# Data in this exercise:

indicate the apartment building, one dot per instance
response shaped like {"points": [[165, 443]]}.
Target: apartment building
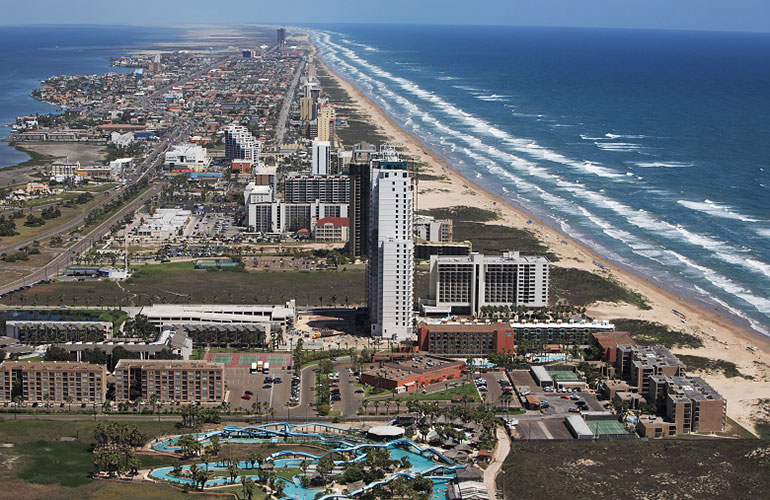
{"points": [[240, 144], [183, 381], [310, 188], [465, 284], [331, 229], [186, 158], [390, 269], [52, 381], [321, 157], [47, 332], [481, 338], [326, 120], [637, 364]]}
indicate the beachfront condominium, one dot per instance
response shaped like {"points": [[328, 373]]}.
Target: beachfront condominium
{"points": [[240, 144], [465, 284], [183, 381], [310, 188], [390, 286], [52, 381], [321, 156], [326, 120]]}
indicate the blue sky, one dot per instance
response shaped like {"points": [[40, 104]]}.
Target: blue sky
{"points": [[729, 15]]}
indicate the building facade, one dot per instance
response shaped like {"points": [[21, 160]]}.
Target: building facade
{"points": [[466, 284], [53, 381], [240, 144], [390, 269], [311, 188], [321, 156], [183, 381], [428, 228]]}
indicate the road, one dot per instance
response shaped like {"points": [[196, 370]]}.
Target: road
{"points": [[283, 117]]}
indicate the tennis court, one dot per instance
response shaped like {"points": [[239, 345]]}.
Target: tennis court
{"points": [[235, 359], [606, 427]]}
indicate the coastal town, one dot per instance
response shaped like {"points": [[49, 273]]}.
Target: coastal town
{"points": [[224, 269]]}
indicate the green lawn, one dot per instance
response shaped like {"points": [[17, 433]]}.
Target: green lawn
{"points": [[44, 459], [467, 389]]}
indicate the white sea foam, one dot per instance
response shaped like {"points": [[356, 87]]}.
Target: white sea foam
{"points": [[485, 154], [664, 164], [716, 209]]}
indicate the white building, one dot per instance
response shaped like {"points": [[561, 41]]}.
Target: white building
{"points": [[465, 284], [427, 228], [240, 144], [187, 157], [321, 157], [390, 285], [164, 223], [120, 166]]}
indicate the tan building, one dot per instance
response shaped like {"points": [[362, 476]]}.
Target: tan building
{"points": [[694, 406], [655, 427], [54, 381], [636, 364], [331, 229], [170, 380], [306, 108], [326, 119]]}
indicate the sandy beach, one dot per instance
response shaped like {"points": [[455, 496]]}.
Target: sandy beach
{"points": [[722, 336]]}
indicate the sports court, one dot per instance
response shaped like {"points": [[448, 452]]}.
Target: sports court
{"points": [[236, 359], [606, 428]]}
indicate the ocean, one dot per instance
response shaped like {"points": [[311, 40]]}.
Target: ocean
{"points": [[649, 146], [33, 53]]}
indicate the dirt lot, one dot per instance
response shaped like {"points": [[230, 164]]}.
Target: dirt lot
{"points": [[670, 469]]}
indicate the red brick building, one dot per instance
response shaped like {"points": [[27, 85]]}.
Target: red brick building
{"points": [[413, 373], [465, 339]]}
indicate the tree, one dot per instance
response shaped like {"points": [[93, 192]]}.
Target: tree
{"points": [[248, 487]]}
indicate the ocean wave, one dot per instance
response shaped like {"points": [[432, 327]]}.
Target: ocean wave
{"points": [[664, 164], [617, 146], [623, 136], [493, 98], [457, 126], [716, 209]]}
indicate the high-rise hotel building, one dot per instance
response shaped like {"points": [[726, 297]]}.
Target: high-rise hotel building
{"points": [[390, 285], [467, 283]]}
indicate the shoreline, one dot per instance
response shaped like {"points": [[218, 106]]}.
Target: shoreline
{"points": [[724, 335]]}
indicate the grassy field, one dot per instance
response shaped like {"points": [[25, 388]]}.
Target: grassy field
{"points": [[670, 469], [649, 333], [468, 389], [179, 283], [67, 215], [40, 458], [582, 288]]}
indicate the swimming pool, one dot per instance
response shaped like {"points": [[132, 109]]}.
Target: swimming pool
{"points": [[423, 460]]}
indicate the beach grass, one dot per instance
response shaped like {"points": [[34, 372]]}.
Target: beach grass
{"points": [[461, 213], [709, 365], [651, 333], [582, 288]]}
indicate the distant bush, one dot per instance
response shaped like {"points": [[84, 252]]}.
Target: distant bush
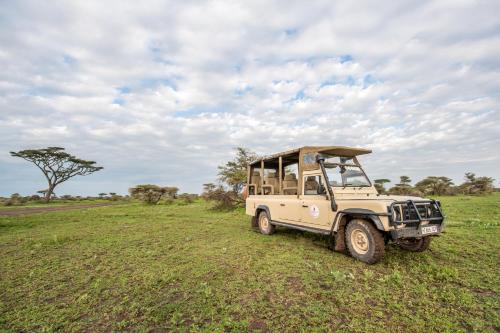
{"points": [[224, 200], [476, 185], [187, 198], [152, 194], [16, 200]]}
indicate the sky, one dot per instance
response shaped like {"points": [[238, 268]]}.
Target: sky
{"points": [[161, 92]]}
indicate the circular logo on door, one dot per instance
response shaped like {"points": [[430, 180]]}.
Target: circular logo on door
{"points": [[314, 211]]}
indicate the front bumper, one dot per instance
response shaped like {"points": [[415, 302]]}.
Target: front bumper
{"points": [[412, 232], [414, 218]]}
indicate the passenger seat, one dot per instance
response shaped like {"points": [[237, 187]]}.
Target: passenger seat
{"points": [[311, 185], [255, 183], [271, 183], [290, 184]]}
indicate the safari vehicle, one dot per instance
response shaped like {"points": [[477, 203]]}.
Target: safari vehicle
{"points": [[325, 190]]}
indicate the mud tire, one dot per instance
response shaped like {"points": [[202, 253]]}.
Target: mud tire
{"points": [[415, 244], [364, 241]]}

# Work to do:
Restate the data above word for word. Do not include the images.

# Exercise answer:
indicate the apartment building, one dot per instance
response shaped like {"points": [[165, 443]]}.
Target: apartment building
{"points": [[240, 144], [183, 381], [310, 188], [465, 284], [331, 229], [186, 158], [390, 269], [52, 381], [321, 157], [47, 332], [481, 338], [326, 120], [637, 364]]}
indicate the beachfront condominium, one dot per instance
response shaped like {"points": [[328, 373]]}.
Target: beachfront condominium
{"points": [[240, 144], [465, 284], [183, 381], [310, 188], [390, 286], [52, 381], [321, 156], [326, 120]]}
indicate the blue sky, one dot per instance
response shaped like {"points": [[40, 104]]}.
Target: blue sky
{"points": [[729, 15]]}
indicate the building facade, one dot per instance
response shaped like {"points": [[21, 160]]}.
Target: building facade
{"points": [[466, 284], [53, 381], [240, 144], [390, 269], [311, 188], [321, 156], [183, 381], [428, 228]]}
indicate the road, one dot per instance
response shaped like {"points": [[196, 370]]}.
Target: road
{"points": [[283, 117]]}
indicate the tennis court, one dot per instance
response shaped like {"points": [[239, 345]]}.
Target: tennis court
{"points": [[235, 359], [606, 427]]}
indicate the coastal town, one dot per instance
response shaped like {"points": [[49, 273]]}.
Target: coastal town
{"points": [[224, 269]]}
indicate the green lawn, one dot per instance
response shaped like {"points": [[17, 433]]}.
Target: green lawn
{"points": [[44, 459], [467, 389]]}
indicate the white sea foam, one dot per instance
response shaped like {"points": [[356, 87]]}.
Target: white sea foam
{"points": [[485, 154], [664, 164], [716, 209]]}
indicate the white building, one dot per instance
response shaped like {"points": [[561, 41]]}.
Target: white building
{"points": [[465, 284], [427, 228], [240, 144], [187, 157], [321, 157], [390, 285], [164, 223], [120, 166]]}
indicate the tan building, one dot per instance
response shaped like {"points": [[362, 476]]}.
Target: tan building
{"points": [[694, 406], [655, 427], [54, 381], [636, 364], [331, 229], [170, 380], [306, 108], [326, 119]]}
indicate the sandy beach, one dot per instance
response shaped like {"points": [[455, 496]]}.
Target: sandy beach
{"points": [[722, 336]]}
indicate the sports court, one dot per instance
response shaped like {"points": [[448, 452]]}.
Target: sports court
{"points": [[236, 359], [606, 428]]}
indicate the ocean, one dot per instance
response shaped like {"points": [[311, 40]]}.
Target: ocean
{"points": [[649, 146], [33, 53]]}
indicate the dirt lot, one dot per instance
response shaped like {"points": [[230, 164]]}.
Target: dirt lot
{"points": [[670, 469]]}
indicate the red brick building, one dot per instance
response shaped like {"points": [[27, 85]]}.
Target: red brick building
{"points": [[413, 373], [465, 339]]}
indicate the tree, one dot per instance
response shaped like {"points": [[93, 192]]}.
Target: tree
{"points": [[248, 487]]}
indicate the ocean wave, one dot per instance
response shaped like {"points": [[432, 327]]}.
Target: ocean wave
{"points": [[664, 164], [617, 146], [623, 136], [493, 98], [457, 126], [716, 209]]}
indicate the high-rise hotel building, one dot per instance
response shaped like {"points": [[726, 297]]}.
Target: high-rise hotel building
{"points": [[390, 285], [467, 283]]}
indicate the shoreline, one dot per instance
response shaped like {"points": [[218, 106]]}.
Target: shoreline
{"points": [[724, 335]]}
indicate the grassy field, one dot per instance
response shaped like {"points": [[25, 388]]}.
Target: grassy field
{"points": [[670, 469], [649, 333], [468, 389], [179, 283], [67, 215], [40, 458], [582, 288]]}
indicate the swimming pool, one dot per instance
response shaped like {"points": [[132, 109]]}.
Target: swimming pool
{"points": [[423, 460]]}
indicate the beach grass, one dot per instance
response shaped like {"points": [[34, 372]]}.
Target: beach grass
{"points": [[461, 213], [709, 365], [651, 333], [582, 288]]}
indicate the distant bush, one dot per instance
response shaped like {"points": [[84, 252]]}.
Target: distant bush
{"points": [[224, 200], [476, 185], [187, 198], [152, 194], [16, 200]]}
indicate the sky, one dot per instance
response shaped like {"points": [[238, 268]]}.
Target: sky
{"points": [[161, 92]]}
indicate the circular logo on door, one dot per instance
response shaped like {"points": [[430, 180]]}.
Target: circular logo on door
{"points": [[314, 211]]}
indicate the front bumper, one dot per instance
response shaped like {"points": [[415, 302]]}.
Target: front bumper
{"points": [[412, 232], [414, 218]]}
indicate the passenger seat, one dot per instance
response shaped like {"points": [[237, 187]]}.
Target: passenger seat
{"points": [[311, 185], [255, 183], [271, 183], [290, 184]]}
indicate the safari vehicle, one dot per instance
response shaped like {"points": [[477, 203]]}.
Target: safari vehicle
{"points": [[325, 190]]}
indicate the mud tire, one dot per instance
response shaped like {"points": [[202, 253]]}.
Target: mud tire
{"points": [[415, 244], [364, 241]]}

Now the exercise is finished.